Data Drift Detection Sensors

sensor_single_column_drift

Detects data drift by analyzing a single column of data over time, row by row. For each new data point, it compares the recent data window against a historical lookback window using a comprehensive suite of metrics. This includes geometric distances (Euclidean, Cosine), distribution comparison tests (Wasserstein, KS-test, Jensen-Shannon), statistical tests for variance (Levene), and scores that measure sudden changes, gradual trends, and volatility. This multi-faceted approach allows it to detect a wide range of drift types, from sudden spikes to gradual changes in distribution.

Main Function Logic

FUNCTION sensor_single_column_drift(data_column, lookback_window, min_history):
  // --- 1. Initialization ---
  results_dataframe = COPY(input_data_column)
  feature_names = GET_ALL_DRIFT_FEATURE_NAMES()
  FOR each feature_name in feature_names:
    results_dataframe[feature_name] = GET_DEFAULT_VALUE(feature_name)
  ENDFOR

  // --- 2. Iteration and Calculation ---
  FOR i from min_history to END of data_column:
    // --- 2a. Define Time Windows ---
    current_value = data_column[i]
    previous_value = data_column[i-1]
    recent_window_end = i + 1
    recent_window_start = MAX(0, i - lookback_window)
    recent_window = data_column from recent_window_start to recent_window_end
    historical_window_end = recent_window_start
    historical_window_start = MAX(0, historical_window_end - lookback_window)
    historical_window = data_column from historical_window_start to historical_window_end

    // --- 2b. Calculate All Drift Features for the current point 'i' ---
    current_features = INITIALIZE_EMPTY_DICTIONARY()
    current_features['euclidean_distance'] = CALCULATE_EUCLIDEAN_DISTANCE(recent_window, historical_window)
    current_features['cosine_distance'] = CALCULATE_COSINE_DISTANCE(recent_window, historical_window)
    current_features['mahalanobis_distance'] = CALCULATE_MAHALANOBIS_DISTANCE(current_value, historical_window)
    current_features['wasserstein_distance'] = CALCULATE_WASSERSTEIN_DISTANCE(recent_window, historical_window)
    current_features['jensen_shannon_divergence'] = CALCULATE_JENSEN_SHANNON_DIVERGENCE(recent_window, historical_window)

....

→ **WHAT THIS TASK INVOLVES**
Can you turn the paragraph beginning "Detects data drift by analyzing" in the drift sensor page into a short list that keeps its main facts? The lines here are drawn from a separate source.

→ **SUPPLIED MATERIAL**
....

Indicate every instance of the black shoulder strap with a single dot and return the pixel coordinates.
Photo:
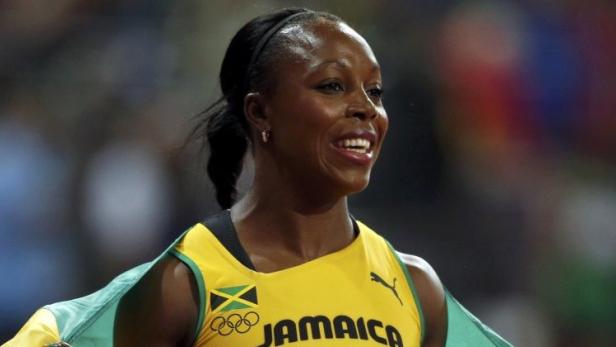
(222, 227)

....

→ **RESPONSE**
- Detects data drift in a single column of data over time, row by row.
- For each new data point, compares the recent data window with a historical lookback window.
- Uses these metrics:
  - geometric distances (Euclidean, Cosine)
  - distribution comparison tests (Wasserstein, KS-test, Jensen-Shannon)
  - a statistical test for variance (Levene)
  - scores for sudden changes, gradual trends, and volatility
- This multi-faceted approach catches a wide range of drift types, from sudden spikes to gradual changes in distribution.